# TEXT SEGMENT:
I wasn’t having much success in the weight-loss department, but I never gave up hope that I would make it back onto TV. I also wasn’t getting any younger, and I started to worry that if I didn’t do something soon, I was going to lose my window of eligibility. There’s no written rule that older women can’t be television reporters, just as there is nothing in writing that says overweight women can’t be on TV. But I think it’s safe to say the deck is definitely stacked against heavier and/or older females.

Then I saw an opportunity to get back into TV—not as an on-air reporter, but with a station I greatly loved and admired.
It was an entry-level position at the Fayetteville bureau of WRAL-TV, the CBS affiliate out of Raleigh/Durham, where Michael had worked as a news photographer for the last several years. I knew I could go in and wow them with my skills. I figured once I lost the weight they would gladly put me on the air. I know this all sounds so unrealistic, but to me, it was quite real and within my grasp. My afternoon job would be in Michael’s office, supporting the stories that he and his reporter were working on. I would be doing double duty, because I still worked at the radio station early in the morning. My schedule would be packed, but I figured that was a good thing; no time to eat, right? Right.

Being back in television felt like home. News was my primary focus, and it was where I felt my strengths were. And I worked for an awesome station, with some of the best reporters in the business. I learned so much about news gathering and ethics and journalism, there was no doubt this was my passion. I gave up the radio job so that I could work full-time as an assignment editor at the main station in Raleigh. It was a two-hour commute every day, but I loved it, and I honestly felt it was a means to an end. I still, even after all of that time, felt I would lose the weight and make it on the air. I was already impressing everyone with my work; once I got my appearance in order, I would be well on my way.

# STATED TASK 1:
Render every line of the entries below as a numbered list, skipping blank lines and leaving out the pictures.

# DATA FOR THIS TASK:
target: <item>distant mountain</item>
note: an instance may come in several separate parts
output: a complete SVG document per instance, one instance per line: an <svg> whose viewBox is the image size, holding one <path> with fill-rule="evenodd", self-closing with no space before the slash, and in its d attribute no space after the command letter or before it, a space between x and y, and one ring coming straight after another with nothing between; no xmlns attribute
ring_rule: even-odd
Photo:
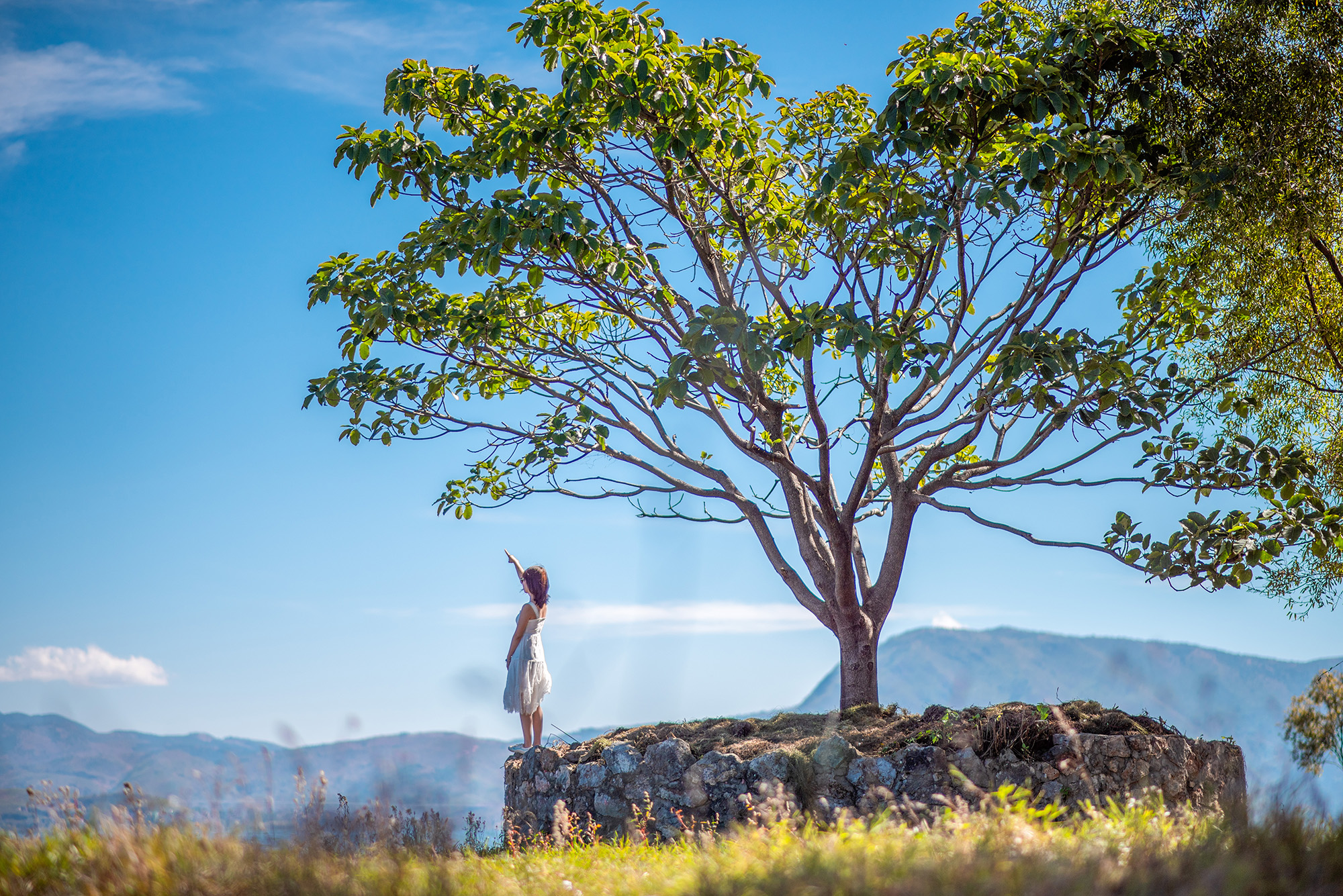
<svg viewBox="0 0 1343 896"><path fill-rule="evenodd" d="M286 748L207 734L98 734L59 715L0 714L0 826L26 828L27 787L40 781L78 787L94 805L121 802L122 783L226 824L293 817L295 775L325 773L328 806L344 794L412 811L467 811L497 824L504 805L502 740L462 734L400 734Z"/></svg>
<svg viewBox="0 0 1343 896"><path fill-rule="evenodd" d="M1007 700L1056 703L1082 697L1163 716L1190 736L1229 735L1245 750L1252 787L1307 789L1317 783L1343 806L1343 774L1319 779L1296 773L1283 740L1292 697L1339 657L1287 663L1225 653L1191 644L1073 637L997 628L913 629L877 648L884 702L919 711L991 706ZM826 712L839 706L835 667L796 708Z"/></svg>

# STATED TASK 2:
Carry on the account of the WRAL-TV job from the point where it ends.

# EXERCISE ANSWER 1:
1. target: <item>distant mountain</item>
2. note: an instance may come in several separate parts
3. output: a complete SVG document per instance, one instance per line: an <svg> whose viewBox is the image size, holding one <path> with fill-rule="evenodd", self-closing with no space before the slash, and in its d attribute no space after the command letter or before it, a space between x and y, and one ring coming straight after another with nothing between; no xmlns attribute
4. ring_rule: even-odd
5. Photo:
6. <svg viewBox="0 0 1343 896"><path fill-rule="evenodd" d="M286 748L207 734L98 734L59 715L0 714L0 826L26 828L27 787L40 781L78 787L94 805L121 802L122 783L226 824L293 817L295 775L325 773L328 806L344 794L412 811L467 811L497 824L504 805L502 740L462 734L400 734Z"/></svg>
7. <svg viewBox="0 0 1343 896"><path fill-rule="evenodd" d="M1007 700L1056 703L1082 697L1163 716L1190 736L1229 735L1245 750L1252 787L1307 789L1317 783L1343 806L1343 774L1319 779L1296 773L1283 740L1292 697L1339 657L1287 663L1225 653L1191 644L1073 637L997 628L913 629L877 648L884 702L919 711L991 706ZM826 712L839 706L835 667L796 708Z"/></svg>

# EXERCISE ANSWER 2:
The job was wonderful, but it was very stressful. I was in charge of the assignment desk, which is the nucleus of the television newsroom. I helped decide what stories we were going to cover and how we would cover them; I reacted to breaking news with our many resources, including satellite trucks and a
helicopter. I had to manage a staff of reporters and photographers and find content for multiple newscasts a day plus our 24/7 news Web site. It was a busy, busy time. I should have lost weight with no problem. But again I used the stress and the commute to my disadvantage, turning to food to calm me down and pass the time riding home. Every day I sent reporters out on stories that I knew I could cover well, that I could tell in a meaningful way. But I just couldn’t seem to make it happen. I was beginning to finally face reality: My dream of returning to on-air reporting was starting to slip away.

And then something really strange happened. Our television station also had an FM radio station that played adult contemporary music and had a locally produced morning show. The news was provided by anchors at the television station, which was a hard thing to manage. Those anchors had speaking engagements and other responsibilities, so making it in to do radio in the morning was difficult. Word got around that I had worked in radio for years, and I was asked if I wanted to fill in. I would be paid overtime, which was excellent money, plus I would be able to return to on-air reporting. I was thrilled! I filled in several times and was complimented by many people. The extra money was terrific, and it was exciting to be back on the air.

All of a sudden, though, there was a problem. When I did these newscasts, they were live, from a booth at the television station. I wore headphones, and I plugged in and waited for my cue, much like I had done for years at the oldies station in Fayetteville. But then one day I found myself really, really nervous. This perplexed me. I had done this so many times before, not just at the oldies station, but here for the big station, too.
Why was I scared? But as the commercials wrapped up and the music started to play for my intro, my heart was pounding and my palms were sweating. I went to speak, and I barely had any breath. I sounded truly rattled on the air—it was clear something was wrong. I finished as fast as I could, and the phone immediately rang. It was the morning show crew from their studio across town wanting to know if I was okay. I didn’t know what to tell them—I myself couldn’t explain what had happened. I just made something up—told them I lost track of time and had to run to the booth and was out of breath. They bought the excuse just fine and said they’d “see” me at my next cut-in, which was in thirty minutes.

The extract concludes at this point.